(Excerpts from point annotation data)
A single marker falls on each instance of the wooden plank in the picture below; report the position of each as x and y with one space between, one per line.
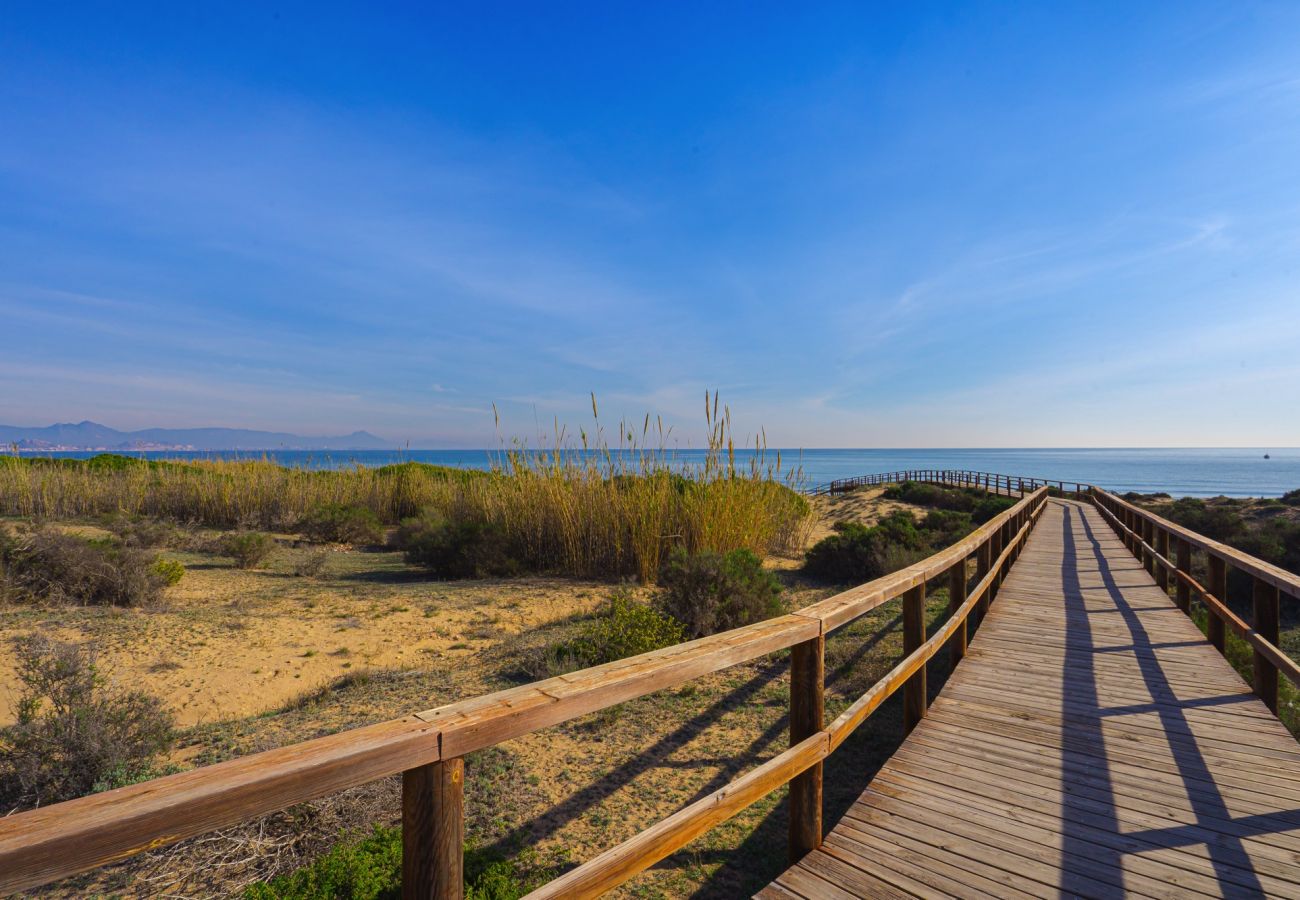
433 831
64 839
807 699
913 636
642 851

▶ _GOAL OF THE EXERCISE_
Write out the lines above again, switching "wooden plank" for "timber board" and keeping everything else the same. Leave the pictures out.

▶ _FINISHED EXERCISE_
A single marker falls on each instance of the timber board in the picture below; report the position of each as x and y with one space between, one per line.
433 831
64 839
807 699
913 636
642 851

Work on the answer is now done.